## Motivation

While de-identification by removing explicit identifiers is the first step that we take towards the privacy protection, we consider the cases when the approach may fail to provide the sufficient level of protection specifically when records associated to the individuals contain characteristics or combinations of characteristics that are rare if not unique and make them identifiable even in the large crowds and even in the cases when data query responses are restricted to aggregate statistical results only.

CanDIG provides an additional layer of privacy that enable to perform different data analyses in a privacy-preserving way. CanDig does that by the implementing the notion of differential privacy. That is, to learn as much as possible about a group while learning the minimum possible at the individual-level.

With differential privacy, a data user can perform analyses collectively over the available data in a way that lets him glean useful notions about the associated group of individuals as a whole. But anything about a single, specific one of those participants can’t be learned.
__________________________________________________
- Problem -
Reproduce word for word the stretch of the CanDIG privacy motivation from "## Motivation" through "at the individual-level.".

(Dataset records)
__________________________________________________
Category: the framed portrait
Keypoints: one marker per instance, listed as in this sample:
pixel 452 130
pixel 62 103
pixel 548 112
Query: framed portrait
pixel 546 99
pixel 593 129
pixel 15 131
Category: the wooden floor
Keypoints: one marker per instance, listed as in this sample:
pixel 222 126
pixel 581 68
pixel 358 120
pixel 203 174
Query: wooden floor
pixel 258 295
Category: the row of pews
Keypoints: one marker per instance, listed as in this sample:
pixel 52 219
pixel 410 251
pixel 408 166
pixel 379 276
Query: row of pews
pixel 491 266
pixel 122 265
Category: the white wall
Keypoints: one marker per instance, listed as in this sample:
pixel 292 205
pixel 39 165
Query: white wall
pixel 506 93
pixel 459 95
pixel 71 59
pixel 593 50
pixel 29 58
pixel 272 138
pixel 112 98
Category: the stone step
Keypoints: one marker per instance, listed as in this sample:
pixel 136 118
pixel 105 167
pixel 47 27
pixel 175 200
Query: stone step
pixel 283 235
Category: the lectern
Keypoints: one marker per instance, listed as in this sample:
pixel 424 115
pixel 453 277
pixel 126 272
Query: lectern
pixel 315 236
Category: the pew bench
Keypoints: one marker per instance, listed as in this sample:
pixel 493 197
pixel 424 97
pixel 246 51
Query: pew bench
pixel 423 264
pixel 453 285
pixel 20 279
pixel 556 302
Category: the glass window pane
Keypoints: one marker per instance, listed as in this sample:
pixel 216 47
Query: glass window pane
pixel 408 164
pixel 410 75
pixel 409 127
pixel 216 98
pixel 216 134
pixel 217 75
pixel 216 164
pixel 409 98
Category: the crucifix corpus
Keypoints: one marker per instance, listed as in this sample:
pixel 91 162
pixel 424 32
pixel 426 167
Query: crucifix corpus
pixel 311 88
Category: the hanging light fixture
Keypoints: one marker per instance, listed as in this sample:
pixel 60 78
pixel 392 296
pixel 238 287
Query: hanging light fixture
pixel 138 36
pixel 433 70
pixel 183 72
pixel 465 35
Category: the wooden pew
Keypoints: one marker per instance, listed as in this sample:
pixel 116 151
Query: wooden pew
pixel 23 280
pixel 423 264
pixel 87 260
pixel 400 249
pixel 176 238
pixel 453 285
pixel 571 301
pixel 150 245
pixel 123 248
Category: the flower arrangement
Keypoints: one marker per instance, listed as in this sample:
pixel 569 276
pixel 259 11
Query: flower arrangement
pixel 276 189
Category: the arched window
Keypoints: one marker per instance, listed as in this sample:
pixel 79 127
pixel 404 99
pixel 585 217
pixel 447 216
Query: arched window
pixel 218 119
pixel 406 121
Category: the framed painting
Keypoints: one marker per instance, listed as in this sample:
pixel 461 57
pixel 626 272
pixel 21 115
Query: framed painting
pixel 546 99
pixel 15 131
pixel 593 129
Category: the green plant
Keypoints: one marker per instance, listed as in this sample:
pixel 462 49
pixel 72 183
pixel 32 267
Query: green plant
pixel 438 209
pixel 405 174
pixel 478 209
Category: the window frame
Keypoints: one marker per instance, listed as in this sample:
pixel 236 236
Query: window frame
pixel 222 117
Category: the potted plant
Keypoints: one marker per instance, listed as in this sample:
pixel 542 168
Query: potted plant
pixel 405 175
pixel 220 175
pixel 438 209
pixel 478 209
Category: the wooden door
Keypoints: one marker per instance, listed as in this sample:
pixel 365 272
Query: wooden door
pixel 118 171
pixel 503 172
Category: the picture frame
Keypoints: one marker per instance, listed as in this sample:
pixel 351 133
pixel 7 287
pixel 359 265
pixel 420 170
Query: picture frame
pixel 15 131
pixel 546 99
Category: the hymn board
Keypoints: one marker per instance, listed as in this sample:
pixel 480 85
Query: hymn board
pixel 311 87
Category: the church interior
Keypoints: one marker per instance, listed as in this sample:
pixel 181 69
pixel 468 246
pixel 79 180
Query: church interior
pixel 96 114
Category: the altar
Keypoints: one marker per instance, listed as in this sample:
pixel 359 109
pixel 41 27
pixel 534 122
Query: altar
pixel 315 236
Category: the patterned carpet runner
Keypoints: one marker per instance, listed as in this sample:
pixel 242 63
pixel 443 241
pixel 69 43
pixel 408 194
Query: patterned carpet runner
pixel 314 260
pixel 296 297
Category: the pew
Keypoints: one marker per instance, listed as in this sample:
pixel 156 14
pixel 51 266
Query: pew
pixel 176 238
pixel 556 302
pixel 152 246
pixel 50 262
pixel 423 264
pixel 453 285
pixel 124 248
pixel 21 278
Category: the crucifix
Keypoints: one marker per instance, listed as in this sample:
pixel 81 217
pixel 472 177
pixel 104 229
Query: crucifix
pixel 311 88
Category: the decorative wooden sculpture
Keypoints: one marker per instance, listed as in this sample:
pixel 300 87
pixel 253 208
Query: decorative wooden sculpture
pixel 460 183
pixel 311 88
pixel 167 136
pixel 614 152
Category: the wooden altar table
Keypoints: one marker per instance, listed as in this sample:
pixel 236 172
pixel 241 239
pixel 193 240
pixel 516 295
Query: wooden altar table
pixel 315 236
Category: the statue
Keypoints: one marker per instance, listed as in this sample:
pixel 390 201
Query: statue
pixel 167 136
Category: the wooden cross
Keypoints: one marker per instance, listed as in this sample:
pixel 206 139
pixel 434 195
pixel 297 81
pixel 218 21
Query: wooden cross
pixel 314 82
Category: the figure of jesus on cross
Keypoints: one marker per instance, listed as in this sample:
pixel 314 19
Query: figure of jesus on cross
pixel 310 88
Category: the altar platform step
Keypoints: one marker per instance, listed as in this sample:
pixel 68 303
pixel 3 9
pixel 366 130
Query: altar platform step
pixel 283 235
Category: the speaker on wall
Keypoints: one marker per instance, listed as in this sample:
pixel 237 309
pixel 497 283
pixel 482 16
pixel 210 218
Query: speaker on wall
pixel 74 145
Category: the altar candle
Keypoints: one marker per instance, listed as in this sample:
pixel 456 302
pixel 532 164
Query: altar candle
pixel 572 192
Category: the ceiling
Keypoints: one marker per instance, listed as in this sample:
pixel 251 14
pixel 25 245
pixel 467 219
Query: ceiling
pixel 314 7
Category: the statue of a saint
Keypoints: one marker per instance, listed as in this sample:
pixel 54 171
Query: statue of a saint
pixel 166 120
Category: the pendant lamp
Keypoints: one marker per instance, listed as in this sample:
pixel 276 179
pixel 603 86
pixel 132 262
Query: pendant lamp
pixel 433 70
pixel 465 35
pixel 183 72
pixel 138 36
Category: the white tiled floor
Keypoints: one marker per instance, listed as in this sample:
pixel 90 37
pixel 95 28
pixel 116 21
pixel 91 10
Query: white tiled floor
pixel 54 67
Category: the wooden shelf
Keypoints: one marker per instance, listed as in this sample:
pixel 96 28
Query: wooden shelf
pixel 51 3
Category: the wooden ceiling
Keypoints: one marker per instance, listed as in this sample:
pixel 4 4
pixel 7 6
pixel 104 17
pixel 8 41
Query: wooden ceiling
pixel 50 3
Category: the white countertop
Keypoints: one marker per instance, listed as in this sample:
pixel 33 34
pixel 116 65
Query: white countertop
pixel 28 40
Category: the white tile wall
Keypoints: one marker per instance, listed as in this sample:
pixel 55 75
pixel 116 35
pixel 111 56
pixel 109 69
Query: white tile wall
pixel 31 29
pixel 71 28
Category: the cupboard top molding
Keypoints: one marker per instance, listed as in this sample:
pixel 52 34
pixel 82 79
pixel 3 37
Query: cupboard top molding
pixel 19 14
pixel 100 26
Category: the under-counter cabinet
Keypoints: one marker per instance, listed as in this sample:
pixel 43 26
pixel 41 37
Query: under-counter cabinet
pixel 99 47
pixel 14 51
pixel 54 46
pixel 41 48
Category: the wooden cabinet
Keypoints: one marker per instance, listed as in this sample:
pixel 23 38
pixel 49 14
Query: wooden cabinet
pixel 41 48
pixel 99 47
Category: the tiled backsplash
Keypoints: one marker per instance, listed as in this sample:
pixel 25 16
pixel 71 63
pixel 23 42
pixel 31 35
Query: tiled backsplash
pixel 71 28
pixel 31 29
__________________________________________________
- Answer space -
## Motivation

While de-identification by removing explicit identifiers is the first step that we take towards the privacy protection, we consider the cases when the approach may fail to provide the sufficient level of protection specifically when records associated to the individuals contain characteristics or combinations of characteristics that are rare if not unique and make them identifiable even in the large crowds and even in the cases when data query responses are restricted to aggregate statistical results only.

CanDIG provides an additional layer of privacy that enable to perform different data analyses in a privacy-preserving way. CanDig does that by the implementing the notion of differential privacy. That is, to learn as much as possible about a group while learning the minimum possible at the individual-level.